* **Task statement**
The complete listing below should be transcribed precisely.

# # # #

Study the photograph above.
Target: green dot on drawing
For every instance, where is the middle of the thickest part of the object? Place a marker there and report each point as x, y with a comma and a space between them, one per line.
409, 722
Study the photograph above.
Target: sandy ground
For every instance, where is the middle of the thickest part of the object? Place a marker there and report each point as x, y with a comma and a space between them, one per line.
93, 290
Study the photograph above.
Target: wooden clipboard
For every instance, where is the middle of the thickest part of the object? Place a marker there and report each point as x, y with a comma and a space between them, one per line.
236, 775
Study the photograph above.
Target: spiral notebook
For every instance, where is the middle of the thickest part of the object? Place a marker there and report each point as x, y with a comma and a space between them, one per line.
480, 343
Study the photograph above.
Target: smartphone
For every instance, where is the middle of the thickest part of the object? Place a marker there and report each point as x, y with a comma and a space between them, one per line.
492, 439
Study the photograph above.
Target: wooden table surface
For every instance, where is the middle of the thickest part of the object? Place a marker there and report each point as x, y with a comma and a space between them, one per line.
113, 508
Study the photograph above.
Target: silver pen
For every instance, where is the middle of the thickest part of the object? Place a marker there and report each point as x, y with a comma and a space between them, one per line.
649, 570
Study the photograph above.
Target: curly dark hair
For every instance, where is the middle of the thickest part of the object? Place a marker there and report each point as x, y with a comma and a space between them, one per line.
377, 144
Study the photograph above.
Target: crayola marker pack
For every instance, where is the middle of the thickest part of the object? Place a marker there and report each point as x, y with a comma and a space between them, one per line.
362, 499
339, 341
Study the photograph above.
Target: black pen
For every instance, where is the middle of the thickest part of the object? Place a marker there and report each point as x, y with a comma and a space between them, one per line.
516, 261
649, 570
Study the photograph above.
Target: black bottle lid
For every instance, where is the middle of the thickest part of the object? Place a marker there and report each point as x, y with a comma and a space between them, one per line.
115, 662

# # # #

* **Answer for this exercise**
Study the photograph above.
Target: green dot on drawing
For every instance, where is the middle of the thickest part of the object? Place a marker there and report each point as x, y with a comma and a space between them, one per line.
409, 722
Study the photograph above.
Target: sandy ground
For every instance, where is the middle of the thickest part of the object? Place a marker there and report each point as x, y with a comma and a space between them, one per line.
93, 290
Study the photograph above.
Target: wooden clipboard
For every instance, where is the middle of the thickest part of the object? Place a marker there and report each point as x, y with a comma and a space between them, one per line.
236, 775
Study the photograph above.
Target: spiral notebook
For every instance, where is the middle of the thickest part of the object? Place a marker there and report each point as x, y with a comma and a space between them, one per line.
480, 343
Study the photograph above.
Target: smartphone
For every instance, where is the middle of the thickest part of the object? Place a marker there and report each point as x, y with a comma and a space between them, one per line.
492, 439
Study the photograph above.
Target: wooden table surface
For every instance, where is the middle of the thickest part of the object? Place a marker there and report each point as x, y with a comma and a space between them, one per line.
113, 508
Study the photograph above.
Target: silver pen
For every instance, where is the middle of the thickest part of the object? Place a marker there and report each point as x, y with a comma and a space between them, one per line.
649, 570
Study the photograph above.
Target: curly dark hair
For every instance, where is the middle of the thickest part of the object? Place a marker there and report each point as x, y with a comma and a space between them, one per line.
377, 144
Study the photograph above.
Target: crayola marker pack
For every instance, where is the middle of the thickest part of the object? Place a marker there and report each point as x, y with a comma and a space between them, one per line.
362, 499
339, 341
Study the photograph above.
Target: black pen
For every instance, where is the middle of the thickest part of the object? Place a marker there and report each point as x, y with a comma and a space between them, one per line.
516, 261
649, 570
Study the photograph above.
Target: black bottle lid
For every instance, where is the middle of the thickest part of the object? Place a marker there and report each point as x, y with a comma and a space between them, one per line.
115, 662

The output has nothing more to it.